Entries for labeling bounding boxes
::::

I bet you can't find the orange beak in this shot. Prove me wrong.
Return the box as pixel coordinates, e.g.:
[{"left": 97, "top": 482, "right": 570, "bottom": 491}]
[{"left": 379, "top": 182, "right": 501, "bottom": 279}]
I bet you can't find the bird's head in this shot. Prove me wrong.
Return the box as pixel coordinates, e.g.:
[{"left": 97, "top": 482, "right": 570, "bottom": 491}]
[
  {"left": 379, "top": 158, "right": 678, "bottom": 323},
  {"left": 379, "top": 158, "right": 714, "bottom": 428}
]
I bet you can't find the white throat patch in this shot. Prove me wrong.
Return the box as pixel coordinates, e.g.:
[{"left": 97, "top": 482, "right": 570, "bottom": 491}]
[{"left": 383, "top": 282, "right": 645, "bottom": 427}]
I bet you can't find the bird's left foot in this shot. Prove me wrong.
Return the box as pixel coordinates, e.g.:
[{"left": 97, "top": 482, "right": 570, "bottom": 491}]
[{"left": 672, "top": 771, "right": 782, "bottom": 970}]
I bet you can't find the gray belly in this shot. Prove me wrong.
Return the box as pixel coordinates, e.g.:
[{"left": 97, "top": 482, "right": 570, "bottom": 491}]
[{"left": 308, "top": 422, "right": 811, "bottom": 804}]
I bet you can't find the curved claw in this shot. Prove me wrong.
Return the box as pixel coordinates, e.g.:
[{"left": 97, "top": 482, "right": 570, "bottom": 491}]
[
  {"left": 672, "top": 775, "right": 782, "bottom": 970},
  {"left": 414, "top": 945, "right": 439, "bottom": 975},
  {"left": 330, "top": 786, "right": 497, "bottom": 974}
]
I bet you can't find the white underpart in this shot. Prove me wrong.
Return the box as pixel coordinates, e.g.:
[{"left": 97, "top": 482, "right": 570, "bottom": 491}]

::::

#### OBJECTIVE:
Copy these items line for line, without changing anything.

#### ANSWER IN FULL:
I bet you can't find the orange beak in this shot. Prove me wrong.
Return the box as pixel coordinates, e.g.:
[{"left": 97, "top": 482, "right": 570, "bottom": 491}]
[{"left": 379, "top": 182, "right": 501, "bottom": 279}]
I bet you can't find the bird's head in this shot. Prove me wrong.
Return the box as pixel coordinates, e.g.:
[{"left": 97, "top": 482, "right": 570, "bottom": 491}]
[
  {"left": 379, "top": 158, "right": 678, "bottom": 323},
  {"left": 379, "top": 158, "right": 714, "bottom": 428}
]
I bet you can't find the white throat patch in this shot. Prove me wrong.
Return the box as pixel coordinates, e.g.:
[{"left": 97, "top": 482, "right": 570, "bottom": 491}]
[{"left": 383, "top": 282, "right": 645, "bottom": 427}]
I bet you can't find the bird's left foot in this shot. Prove me wrong.
Return the box as pixel coordinates, e.g.:
[{"left": 97, "top": 482, "right": 570, "bottom": 491}]
[{"left": 672, "top": 771, "right": 782, "bottom": 970}]
I bet you can't find the gray belly in this shot. Prove me wrong.
Return the box as pixel coordinates, e.g.:
[{"left": 97, "top": 482, "right": 570, "bottom": 491}]
[{"left": 308, "top": 422, "right": 811, "bottom": 804}]
I bet you can't find the curved claw in this shot. Prove me wrong.
Return the box as pixel coordinates, e.g.:
[{"left": 97, "top": 482, "right": 570, "bottom": 491}]
[
  {"left": 672, "top": 775, "right": 782, "bottom": 970},
  {"left": 414, "top": 945, "right": 439, "bottom": 975},
  {"left": 330, "top": 786, "right": 497, "bottom": 974}
]
I bet you can't find the white underpart in this shot. Prove me wrong.
Return the box as pixel coordinates, e.g.:
[{"left": 97, "top": 482, "right": 570, "bottom": 491}]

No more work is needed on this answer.